Dataset items
## BEGIN

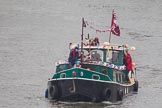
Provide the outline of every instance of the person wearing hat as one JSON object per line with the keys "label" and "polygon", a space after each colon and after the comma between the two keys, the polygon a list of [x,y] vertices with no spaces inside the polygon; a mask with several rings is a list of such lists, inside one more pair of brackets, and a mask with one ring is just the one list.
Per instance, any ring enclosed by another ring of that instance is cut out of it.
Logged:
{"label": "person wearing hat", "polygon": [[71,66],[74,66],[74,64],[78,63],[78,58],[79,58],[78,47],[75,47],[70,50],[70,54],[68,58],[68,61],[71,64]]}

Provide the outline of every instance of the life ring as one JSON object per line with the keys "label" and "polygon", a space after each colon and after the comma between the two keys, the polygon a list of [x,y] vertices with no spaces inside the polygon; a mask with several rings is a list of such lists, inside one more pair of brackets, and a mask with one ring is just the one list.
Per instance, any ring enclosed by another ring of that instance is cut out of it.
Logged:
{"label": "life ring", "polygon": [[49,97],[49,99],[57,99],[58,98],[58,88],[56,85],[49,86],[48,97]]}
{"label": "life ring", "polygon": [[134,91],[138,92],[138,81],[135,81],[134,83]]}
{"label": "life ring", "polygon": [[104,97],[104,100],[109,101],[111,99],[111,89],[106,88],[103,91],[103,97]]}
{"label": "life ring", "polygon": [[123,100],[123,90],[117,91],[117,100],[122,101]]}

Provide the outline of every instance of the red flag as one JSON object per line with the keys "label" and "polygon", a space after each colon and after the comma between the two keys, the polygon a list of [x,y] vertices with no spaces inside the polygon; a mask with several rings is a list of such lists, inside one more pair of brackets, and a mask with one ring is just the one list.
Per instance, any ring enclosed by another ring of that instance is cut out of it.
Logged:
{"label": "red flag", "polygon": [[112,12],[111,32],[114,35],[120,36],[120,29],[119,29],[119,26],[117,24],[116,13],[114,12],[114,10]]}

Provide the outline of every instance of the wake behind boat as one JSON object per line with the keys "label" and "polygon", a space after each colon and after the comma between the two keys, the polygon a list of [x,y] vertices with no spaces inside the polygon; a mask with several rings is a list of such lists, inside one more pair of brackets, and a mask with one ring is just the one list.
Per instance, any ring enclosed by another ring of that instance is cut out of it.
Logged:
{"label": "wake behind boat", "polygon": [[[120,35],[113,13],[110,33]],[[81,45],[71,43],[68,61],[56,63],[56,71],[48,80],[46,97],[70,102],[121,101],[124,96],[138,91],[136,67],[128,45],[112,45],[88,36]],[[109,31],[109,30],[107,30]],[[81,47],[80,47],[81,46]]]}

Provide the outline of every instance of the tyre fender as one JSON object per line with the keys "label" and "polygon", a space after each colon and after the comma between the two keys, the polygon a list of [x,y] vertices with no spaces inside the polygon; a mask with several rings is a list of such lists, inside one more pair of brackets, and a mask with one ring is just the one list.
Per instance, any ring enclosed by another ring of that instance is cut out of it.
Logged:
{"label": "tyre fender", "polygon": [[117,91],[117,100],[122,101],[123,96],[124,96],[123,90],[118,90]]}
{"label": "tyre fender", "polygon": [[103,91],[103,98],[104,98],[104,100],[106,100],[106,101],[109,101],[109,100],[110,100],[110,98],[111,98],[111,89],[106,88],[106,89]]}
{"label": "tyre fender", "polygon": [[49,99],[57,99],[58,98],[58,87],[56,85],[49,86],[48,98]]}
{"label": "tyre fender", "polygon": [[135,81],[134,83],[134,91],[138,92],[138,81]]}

## END
## BEGIN

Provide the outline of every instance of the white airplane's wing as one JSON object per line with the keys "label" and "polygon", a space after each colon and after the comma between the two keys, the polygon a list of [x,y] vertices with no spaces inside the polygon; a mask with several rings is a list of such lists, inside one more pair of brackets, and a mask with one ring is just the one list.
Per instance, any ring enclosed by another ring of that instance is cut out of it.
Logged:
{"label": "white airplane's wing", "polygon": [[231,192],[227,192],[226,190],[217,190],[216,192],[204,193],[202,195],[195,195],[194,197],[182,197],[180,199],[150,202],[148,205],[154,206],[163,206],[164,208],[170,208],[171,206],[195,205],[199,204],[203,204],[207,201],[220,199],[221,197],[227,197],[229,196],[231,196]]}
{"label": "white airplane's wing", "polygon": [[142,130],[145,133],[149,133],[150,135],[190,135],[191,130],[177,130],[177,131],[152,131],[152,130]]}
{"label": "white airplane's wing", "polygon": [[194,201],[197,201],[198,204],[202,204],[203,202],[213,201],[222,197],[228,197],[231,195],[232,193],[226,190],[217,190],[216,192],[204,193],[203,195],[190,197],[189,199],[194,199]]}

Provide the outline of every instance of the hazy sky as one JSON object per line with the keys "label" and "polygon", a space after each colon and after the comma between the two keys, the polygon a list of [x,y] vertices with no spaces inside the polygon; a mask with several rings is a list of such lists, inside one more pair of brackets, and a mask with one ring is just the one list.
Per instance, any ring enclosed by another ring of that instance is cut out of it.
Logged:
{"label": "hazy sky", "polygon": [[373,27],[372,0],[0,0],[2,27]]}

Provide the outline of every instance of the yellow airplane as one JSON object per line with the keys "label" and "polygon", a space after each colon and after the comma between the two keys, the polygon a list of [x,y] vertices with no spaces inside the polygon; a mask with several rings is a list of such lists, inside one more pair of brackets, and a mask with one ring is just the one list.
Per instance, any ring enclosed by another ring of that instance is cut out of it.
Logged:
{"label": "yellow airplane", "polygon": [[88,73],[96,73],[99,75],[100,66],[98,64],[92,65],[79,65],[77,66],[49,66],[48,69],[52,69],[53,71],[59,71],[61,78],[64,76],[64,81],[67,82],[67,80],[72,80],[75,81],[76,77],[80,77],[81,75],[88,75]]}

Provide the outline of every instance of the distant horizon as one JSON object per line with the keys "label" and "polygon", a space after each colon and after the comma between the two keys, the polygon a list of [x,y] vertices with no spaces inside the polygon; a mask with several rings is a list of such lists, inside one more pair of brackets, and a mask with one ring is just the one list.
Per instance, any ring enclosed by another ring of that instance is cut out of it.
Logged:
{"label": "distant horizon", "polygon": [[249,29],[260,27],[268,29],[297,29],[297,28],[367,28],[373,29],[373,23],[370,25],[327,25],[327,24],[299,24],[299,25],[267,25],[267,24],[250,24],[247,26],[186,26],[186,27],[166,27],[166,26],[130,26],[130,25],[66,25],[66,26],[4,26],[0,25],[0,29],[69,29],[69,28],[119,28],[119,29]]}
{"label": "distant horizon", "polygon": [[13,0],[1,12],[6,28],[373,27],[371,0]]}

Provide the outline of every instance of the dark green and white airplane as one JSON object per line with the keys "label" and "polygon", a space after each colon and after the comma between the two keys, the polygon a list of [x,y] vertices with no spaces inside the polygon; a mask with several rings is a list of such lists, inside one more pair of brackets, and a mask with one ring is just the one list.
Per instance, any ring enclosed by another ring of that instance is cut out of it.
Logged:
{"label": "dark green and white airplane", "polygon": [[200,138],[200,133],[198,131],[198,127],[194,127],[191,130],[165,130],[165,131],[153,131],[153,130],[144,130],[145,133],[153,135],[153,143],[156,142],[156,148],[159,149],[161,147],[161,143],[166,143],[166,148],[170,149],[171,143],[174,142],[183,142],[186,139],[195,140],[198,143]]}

## END
## BEGIN

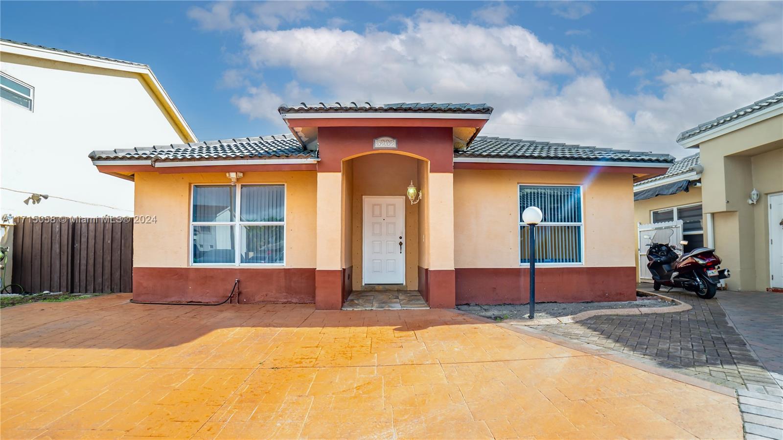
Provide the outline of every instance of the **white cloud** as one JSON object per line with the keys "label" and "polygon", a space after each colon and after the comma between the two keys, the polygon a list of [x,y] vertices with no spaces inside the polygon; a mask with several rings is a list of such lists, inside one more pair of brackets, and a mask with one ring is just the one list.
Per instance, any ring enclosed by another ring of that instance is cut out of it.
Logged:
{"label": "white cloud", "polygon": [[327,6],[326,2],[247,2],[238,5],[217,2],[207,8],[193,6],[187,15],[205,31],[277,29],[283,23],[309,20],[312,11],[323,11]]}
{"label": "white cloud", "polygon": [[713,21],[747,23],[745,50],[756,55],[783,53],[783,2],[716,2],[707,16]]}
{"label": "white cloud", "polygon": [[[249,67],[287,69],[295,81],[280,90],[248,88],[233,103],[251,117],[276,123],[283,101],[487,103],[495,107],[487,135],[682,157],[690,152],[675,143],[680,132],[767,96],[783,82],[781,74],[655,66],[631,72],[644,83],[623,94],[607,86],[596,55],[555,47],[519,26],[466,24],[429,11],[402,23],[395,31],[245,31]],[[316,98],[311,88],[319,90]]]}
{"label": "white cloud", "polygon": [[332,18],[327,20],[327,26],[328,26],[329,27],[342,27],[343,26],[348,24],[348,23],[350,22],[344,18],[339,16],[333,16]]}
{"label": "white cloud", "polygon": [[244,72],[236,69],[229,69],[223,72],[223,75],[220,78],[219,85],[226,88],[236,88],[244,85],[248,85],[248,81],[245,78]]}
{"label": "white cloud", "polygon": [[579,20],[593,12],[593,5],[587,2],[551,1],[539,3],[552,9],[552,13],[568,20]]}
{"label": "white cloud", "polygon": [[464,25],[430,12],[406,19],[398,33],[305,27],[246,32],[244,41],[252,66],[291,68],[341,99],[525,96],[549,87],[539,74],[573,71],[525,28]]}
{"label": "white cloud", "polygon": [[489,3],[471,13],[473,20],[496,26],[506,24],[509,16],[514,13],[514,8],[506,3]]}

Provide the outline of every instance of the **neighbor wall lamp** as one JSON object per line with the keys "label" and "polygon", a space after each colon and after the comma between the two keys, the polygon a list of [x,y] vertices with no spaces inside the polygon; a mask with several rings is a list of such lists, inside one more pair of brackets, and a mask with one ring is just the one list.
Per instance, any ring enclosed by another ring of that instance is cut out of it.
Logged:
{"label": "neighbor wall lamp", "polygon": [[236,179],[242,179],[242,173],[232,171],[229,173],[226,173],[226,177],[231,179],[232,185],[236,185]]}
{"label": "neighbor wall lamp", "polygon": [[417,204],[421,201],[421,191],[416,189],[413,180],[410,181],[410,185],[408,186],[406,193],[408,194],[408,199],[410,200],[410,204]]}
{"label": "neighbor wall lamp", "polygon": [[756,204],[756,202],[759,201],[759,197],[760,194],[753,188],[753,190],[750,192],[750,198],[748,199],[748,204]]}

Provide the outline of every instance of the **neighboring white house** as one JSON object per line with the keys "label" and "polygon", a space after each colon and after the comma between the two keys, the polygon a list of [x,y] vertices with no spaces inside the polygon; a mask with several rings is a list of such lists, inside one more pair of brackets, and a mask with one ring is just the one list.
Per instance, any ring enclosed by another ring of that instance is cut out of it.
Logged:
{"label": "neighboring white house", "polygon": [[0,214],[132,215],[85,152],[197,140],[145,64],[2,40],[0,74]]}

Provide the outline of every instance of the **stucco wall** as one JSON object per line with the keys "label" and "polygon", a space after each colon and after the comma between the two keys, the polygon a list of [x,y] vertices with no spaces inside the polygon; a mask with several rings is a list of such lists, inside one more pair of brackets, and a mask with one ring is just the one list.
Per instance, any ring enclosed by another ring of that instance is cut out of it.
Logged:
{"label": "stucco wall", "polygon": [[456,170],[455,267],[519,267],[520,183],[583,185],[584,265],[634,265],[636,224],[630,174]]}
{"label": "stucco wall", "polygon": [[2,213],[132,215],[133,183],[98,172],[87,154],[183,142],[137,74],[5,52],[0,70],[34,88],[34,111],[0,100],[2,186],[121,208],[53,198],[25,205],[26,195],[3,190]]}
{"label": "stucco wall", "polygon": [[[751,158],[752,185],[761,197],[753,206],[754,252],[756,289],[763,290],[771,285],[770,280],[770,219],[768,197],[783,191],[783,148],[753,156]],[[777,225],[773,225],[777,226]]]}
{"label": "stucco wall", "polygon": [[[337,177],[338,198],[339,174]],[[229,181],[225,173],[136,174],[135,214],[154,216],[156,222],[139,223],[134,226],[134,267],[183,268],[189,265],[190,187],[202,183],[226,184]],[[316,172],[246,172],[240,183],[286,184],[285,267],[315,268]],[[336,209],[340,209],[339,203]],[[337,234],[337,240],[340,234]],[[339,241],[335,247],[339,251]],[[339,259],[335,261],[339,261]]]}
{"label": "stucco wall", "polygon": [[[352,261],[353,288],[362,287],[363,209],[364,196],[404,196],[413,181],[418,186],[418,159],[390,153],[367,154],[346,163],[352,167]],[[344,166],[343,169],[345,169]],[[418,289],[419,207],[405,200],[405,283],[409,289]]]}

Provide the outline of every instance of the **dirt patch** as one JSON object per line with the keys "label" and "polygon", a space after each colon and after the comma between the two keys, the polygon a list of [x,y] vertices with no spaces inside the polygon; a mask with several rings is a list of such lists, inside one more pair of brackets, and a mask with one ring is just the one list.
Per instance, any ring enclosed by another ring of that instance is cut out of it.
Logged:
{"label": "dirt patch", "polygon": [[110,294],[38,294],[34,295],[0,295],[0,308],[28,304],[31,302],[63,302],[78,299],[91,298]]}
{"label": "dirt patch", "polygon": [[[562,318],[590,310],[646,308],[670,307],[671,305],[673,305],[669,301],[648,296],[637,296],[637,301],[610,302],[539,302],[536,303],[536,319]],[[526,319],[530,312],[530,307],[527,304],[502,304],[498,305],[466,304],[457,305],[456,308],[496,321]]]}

## END

> _Requirement_
How many lines in the material above contain the string "horizon"? Case counts. Give only the number.

> _Written solution_
3